SUPPLIED TEXT

--- Start ---

Fun weekend of racing - thanks for having the race, Josh (and family)! Mod TC was fun. Too bad it appears my speedo fried on the last lap of the 4th qualifier and it just would not allow full juice in the main. 

Watching all these folks definitely shows there is going to be some super close racing at the IIC! Good luck to all the folks going!

-Rich


----------



## Barry Z (Mar 28, 2002)

Keith Billanti said:


> and now I see your post.. LOL..
> 
> good day of racing... good seeing everyone...
> 
> ...



Yea, that was fun ! Now if Dave would just stay in Canada .........


----------



## DaWrench (Sep 26, 2001)

BarryZ:

Hi,

Hear you had your Cyclone hooked up. way to go!!!! I'll be calling Jason at B.M.I. anything you want me to ask/say???

Thanks


----------



## Keith Billanti (Oct 24, 2005)

Rich Chang said:


> I don't know that Barry is _getting really fast_. Barry is plain old *fast*. (No pun intended on the use of the word "old" there, Barry! Haha!)
> 
> -Rich



ahh.. i didnt mean it like that.. LOL.. I meant he is getting REALLY fast.. from fast.


----------



## Barry Z (Mar 28, 2002)

DaWrench said:


> BarryZ:
> 
> Hi,
> 
> ...



Thanks.
Yea, tell him I want the first kit !! LOL !


----------



## DaWrench (Sep 26, 2001)

Barry Z:

Hi,

ok I will. check out the B.M.I. thread on RCTech when you get a chance. 

Thanks


----------



## J FAST (Dec 12, 2003)

DaWrench said:


> Barry Z:
> 
> Hi,
> 
> ...


Tim
Dont forget me I need a kit too, standoffs in purple  

Jesse


----------



## DaWrench (Sep 26, 2001)

Jesse:

Hi,

I'm not sure if B.M.I. is going to ano the stand offs. I know there is a place in Detroit that does ano tho. 
and are you ever going to stay with a car for more than a week???? J/K. Wornout is trying to get ahold of you..........

Thanks


----------



## J FAST (Dec 12, 2003)

DaWrench said:


> Jesse:
> 
> Hi,
> 
> ...


LOL I cant help it if you seen a Hara Cyclone you would forget about the T2 too. lol and from what i hear i made the right switch ecspecially for stock foam. :wave: now does anyone want to buy a t2 hehe.


----------



## DaWrench (Sep 26, 2001)

Jesse:

Hi,

I think John wants to buy yours...... he''s said something about two cars are better than one.....
after hearing about Barry Z's run with his Cyclone. I might have to sell all my Tamiya stuff and get a couple of Cyclones. yeah just what I need more sedans!!!!!!!!!!
Maybe you and Mini can share one


----------

--- End ---

Point placement entries:
--- Start ---

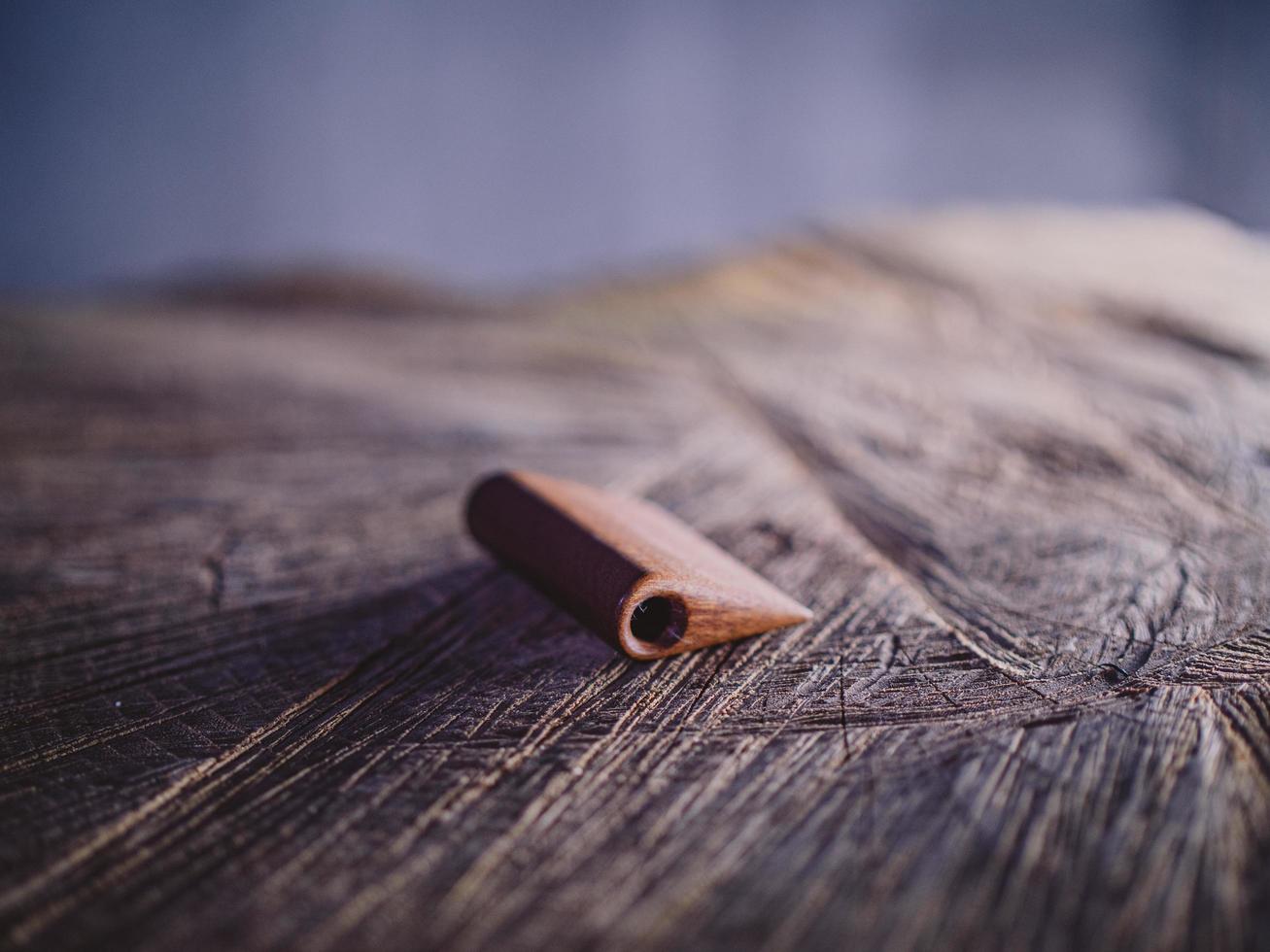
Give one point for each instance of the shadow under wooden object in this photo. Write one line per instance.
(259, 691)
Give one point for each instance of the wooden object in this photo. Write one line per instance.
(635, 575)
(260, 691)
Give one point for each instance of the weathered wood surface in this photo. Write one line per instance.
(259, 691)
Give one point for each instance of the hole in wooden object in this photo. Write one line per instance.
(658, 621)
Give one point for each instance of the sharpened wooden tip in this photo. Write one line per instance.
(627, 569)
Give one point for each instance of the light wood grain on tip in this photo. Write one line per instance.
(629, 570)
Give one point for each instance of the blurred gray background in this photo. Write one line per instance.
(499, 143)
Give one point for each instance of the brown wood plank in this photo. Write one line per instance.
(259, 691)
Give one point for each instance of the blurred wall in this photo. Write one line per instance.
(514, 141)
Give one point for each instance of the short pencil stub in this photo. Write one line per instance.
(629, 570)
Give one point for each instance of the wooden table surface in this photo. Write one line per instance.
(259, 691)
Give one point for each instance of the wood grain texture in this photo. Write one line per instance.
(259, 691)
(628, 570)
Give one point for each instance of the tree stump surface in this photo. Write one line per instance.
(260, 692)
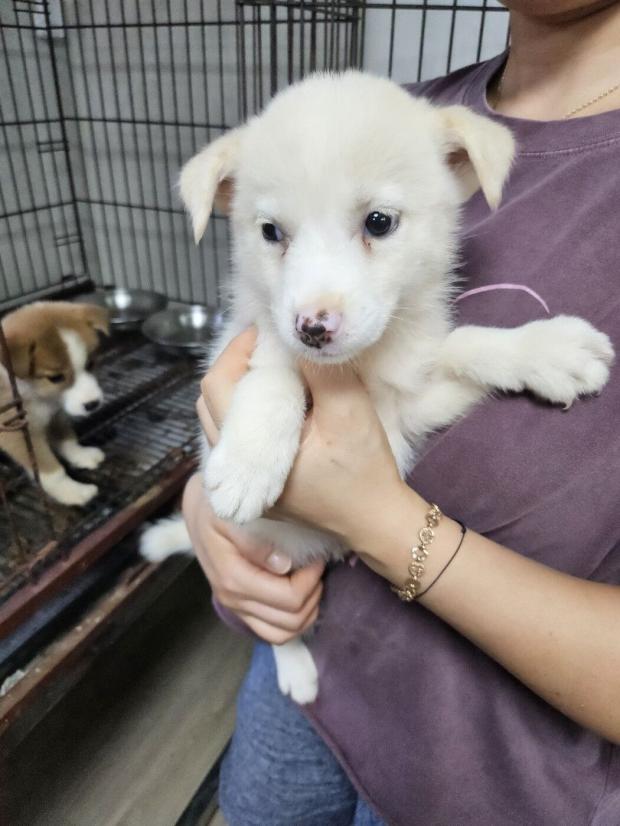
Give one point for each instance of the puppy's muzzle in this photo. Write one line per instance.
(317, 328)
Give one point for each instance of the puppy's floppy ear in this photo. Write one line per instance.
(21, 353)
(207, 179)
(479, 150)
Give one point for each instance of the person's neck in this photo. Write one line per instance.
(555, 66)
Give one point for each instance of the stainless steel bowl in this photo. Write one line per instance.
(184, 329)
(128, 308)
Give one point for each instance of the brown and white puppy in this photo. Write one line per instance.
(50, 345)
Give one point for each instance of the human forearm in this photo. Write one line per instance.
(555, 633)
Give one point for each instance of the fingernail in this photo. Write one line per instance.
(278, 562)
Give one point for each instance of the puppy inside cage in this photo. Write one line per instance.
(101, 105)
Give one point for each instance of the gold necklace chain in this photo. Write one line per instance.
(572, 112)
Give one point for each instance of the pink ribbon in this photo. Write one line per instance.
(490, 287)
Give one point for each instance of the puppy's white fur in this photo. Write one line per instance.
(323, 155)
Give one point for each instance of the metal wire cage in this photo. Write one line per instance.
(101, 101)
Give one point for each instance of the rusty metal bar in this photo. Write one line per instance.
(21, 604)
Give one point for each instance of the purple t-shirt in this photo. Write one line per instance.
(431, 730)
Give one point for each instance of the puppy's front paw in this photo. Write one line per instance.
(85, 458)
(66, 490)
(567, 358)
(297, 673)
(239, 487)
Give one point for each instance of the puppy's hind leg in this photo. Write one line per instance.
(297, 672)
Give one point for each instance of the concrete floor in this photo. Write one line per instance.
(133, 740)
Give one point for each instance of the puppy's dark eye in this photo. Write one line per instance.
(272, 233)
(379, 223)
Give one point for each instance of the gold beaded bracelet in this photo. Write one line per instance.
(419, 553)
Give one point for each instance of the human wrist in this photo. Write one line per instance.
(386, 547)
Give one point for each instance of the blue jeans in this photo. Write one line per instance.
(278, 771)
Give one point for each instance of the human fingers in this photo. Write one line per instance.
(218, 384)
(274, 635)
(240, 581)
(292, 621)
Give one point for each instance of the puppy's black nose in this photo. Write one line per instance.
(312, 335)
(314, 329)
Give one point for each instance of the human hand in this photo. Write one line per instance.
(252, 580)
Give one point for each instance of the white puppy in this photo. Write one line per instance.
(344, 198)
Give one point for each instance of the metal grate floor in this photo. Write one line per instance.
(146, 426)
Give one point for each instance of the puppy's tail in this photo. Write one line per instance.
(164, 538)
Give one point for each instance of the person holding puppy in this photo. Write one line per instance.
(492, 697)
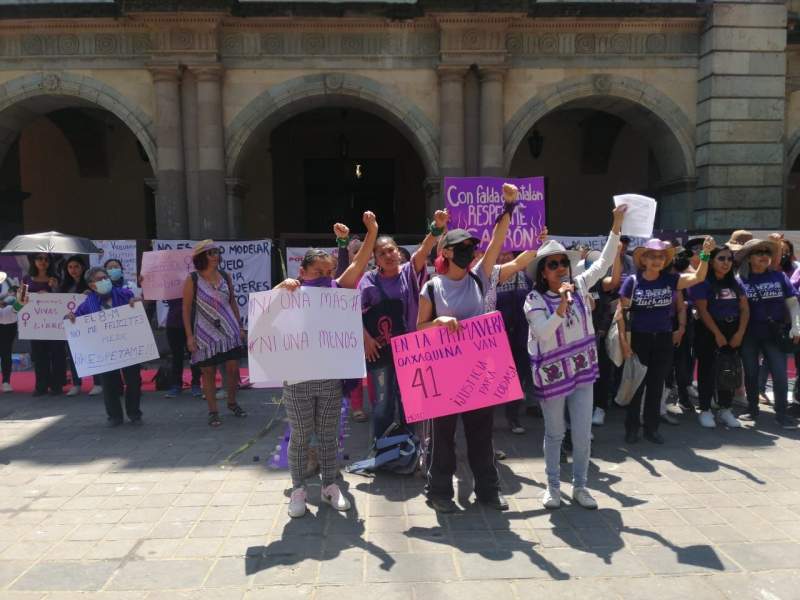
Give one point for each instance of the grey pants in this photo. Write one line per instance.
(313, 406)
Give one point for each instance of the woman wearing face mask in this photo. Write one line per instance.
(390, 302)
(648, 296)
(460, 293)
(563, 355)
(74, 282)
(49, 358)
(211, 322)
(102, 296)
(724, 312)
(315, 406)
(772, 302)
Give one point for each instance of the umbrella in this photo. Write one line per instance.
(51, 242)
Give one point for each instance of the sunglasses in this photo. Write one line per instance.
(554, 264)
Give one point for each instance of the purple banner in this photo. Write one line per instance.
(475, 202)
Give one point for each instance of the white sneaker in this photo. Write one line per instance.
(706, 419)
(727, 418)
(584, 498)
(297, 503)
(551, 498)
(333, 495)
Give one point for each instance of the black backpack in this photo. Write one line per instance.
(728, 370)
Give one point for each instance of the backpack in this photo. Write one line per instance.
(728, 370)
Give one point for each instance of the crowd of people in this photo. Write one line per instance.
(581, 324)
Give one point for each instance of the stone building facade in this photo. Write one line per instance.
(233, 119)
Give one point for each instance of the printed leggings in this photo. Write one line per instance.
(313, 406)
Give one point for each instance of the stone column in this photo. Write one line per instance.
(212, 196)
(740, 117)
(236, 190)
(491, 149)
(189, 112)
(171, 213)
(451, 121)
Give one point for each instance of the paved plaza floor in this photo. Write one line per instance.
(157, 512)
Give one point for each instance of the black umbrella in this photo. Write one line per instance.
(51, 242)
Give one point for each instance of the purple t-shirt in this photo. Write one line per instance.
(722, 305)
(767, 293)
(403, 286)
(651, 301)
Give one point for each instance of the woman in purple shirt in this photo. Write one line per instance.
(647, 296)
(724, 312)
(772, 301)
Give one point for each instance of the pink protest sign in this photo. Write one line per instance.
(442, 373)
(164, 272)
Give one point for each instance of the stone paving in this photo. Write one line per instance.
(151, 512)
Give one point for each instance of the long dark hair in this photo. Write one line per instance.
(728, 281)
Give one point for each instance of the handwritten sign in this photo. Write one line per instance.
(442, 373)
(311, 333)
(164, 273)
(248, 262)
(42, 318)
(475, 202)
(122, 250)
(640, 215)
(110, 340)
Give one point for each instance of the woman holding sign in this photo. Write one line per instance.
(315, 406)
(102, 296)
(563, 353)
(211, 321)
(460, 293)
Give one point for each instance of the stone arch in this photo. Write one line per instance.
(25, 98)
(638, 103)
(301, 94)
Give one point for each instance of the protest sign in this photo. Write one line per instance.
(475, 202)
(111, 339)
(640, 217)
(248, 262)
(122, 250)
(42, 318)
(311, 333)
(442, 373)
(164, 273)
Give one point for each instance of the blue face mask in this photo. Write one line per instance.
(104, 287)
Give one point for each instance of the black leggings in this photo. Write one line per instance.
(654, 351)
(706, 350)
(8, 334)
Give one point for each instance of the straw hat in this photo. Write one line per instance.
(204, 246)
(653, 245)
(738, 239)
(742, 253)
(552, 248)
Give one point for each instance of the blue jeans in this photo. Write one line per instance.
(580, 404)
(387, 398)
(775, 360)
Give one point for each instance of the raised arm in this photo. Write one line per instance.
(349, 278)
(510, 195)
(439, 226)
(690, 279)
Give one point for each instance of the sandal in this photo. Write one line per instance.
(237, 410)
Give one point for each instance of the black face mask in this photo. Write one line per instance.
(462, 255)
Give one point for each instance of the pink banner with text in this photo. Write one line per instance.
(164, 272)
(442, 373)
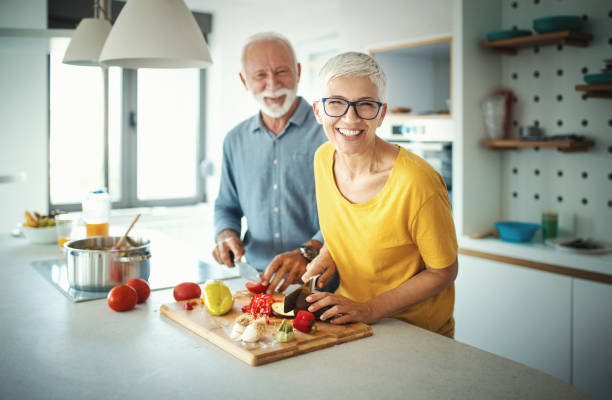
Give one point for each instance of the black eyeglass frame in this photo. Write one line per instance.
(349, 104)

--- End ---

EXERCISE DIRECTIONS
Reproduce the racing forum thread word for word, starting at "I'm not sure" and ending after "ahold of you..........".

RESPONSE TO THE EXERCISE
I'm not sure if B.M.I. is going to ano the stand offs. I know there is a place in Detroit that does ano tho. 
and are you ever going to stay with a car for more than a week???? J/K. Wornout is trying to get ahold of you..........